Someone accidentally spills ten gallons of hydrochloric acid all over the floor,
and you are the only one with a chemistry book and a calculator: what
immediately-available substance, and how much of it, could neutralize it? An
economics student finds herself challenged by a stranger, some Saturday night
in a bar, to justify electricity deregulation. An art student is left alone in
a friend’s house for the weekend with a hurried and unclear but desperate
request to paint a mural on the wall. Students on their way to an environmental
ethics class walk by litter, or litterers. Medical students walk out of their
classroom to discover a traffic accident, or someone has an asthma attack or
epileptic fit right in class.
At
first one imagines this to be somewhat forced. Students whip out their course
notes or textbook with a knowing smile and “do their test.” They do CPR, they
pick up the trash, they find the nitrogen fertilizer (fortuitously right there
in the Agricultural Studies room) to neutralize the acid. But imagine now that
as time goes on teachers and testers learn to cover their tracks better.
Methods get more
subtle. The maladies that might challenge a medical student become more
uncertain, less conspicuous. Perhaps some of them are even one’s own. The
environmental ethics students encounter the litterers on some other day or, in
some other form – or maybe find themselves the litterer, in some sense, for
someone else – say for a class studying the ecological ripple effects of
different kinds of packaging, and here they are buying non-recyclable items
when better alternatives are right next to them on the shelf, or maybe in some
other store.

Material shown.
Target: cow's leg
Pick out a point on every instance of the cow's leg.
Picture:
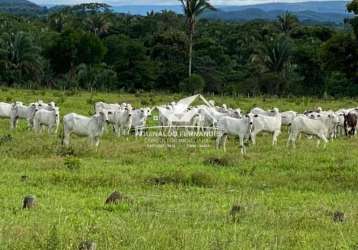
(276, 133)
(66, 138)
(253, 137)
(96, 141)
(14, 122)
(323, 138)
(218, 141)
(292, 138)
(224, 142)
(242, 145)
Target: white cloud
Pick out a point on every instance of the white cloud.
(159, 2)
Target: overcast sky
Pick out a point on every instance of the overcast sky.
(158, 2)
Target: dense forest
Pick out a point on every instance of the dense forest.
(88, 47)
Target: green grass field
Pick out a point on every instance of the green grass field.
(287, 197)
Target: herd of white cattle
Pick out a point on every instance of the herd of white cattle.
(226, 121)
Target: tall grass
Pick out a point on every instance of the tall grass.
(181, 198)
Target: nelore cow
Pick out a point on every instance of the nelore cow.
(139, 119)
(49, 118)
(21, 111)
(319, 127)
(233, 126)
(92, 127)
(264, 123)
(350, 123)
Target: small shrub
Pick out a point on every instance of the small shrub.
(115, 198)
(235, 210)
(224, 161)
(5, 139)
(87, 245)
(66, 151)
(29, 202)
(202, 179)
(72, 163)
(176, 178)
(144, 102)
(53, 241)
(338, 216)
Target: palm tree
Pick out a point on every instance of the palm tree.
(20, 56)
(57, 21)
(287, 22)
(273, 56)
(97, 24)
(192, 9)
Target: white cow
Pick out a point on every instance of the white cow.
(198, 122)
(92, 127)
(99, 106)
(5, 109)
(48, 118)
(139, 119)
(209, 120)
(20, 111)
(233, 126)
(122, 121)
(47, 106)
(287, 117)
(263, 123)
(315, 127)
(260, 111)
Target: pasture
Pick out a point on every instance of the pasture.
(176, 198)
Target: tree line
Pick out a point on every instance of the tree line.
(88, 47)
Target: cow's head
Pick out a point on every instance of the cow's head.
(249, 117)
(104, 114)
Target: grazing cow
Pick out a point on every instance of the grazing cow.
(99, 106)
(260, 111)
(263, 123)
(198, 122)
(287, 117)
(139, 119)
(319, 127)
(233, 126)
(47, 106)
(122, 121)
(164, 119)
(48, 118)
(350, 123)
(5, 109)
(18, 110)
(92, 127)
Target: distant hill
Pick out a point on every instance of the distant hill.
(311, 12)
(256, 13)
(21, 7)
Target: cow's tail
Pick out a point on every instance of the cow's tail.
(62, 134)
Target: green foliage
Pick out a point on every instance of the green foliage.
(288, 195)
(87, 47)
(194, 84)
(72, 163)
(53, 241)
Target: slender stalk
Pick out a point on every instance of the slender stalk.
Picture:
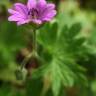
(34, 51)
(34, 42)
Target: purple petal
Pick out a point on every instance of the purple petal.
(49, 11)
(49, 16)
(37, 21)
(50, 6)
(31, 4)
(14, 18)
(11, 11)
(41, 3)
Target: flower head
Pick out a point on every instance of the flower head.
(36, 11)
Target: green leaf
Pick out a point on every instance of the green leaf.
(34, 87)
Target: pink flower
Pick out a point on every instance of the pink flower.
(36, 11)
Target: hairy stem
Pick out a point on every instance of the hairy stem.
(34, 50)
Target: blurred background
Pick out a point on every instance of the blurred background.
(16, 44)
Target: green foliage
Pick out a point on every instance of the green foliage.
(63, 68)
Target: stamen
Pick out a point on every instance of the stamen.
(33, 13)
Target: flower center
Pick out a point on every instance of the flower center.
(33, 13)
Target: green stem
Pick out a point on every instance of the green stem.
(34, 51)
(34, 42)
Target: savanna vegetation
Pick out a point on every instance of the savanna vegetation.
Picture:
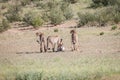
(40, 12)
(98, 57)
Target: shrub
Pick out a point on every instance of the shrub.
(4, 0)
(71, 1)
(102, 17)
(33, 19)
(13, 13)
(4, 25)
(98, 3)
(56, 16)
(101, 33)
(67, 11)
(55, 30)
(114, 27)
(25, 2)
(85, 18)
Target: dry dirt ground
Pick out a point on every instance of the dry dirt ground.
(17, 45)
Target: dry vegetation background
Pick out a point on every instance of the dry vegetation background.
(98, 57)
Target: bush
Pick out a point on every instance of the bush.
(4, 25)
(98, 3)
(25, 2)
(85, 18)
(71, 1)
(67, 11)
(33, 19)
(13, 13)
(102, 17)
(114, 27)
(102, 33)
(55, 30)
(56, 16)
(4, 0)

Task instructions. Reproduce verbatim the portion of the passage on students facing unannounced real-world tests between "Methods get more" and "other store.", inclusive.

Answer to the exercise.
Methods get more
subtle. The maladies that might challenge a medical student become more
uncertain, less conspicuous. Perhaps some of them are even one’s own. The
environmental ethics students encounter the litterers on some other day or, in
some other form – or maybe find themselves the litterer, in some sense, for
someone else – say for a class studying the ecological ripple effects of
different kinds of packaging, and here they are buying non-recyclable items
when better alternatives are right next to them on the shelf, or maybe in some
other store.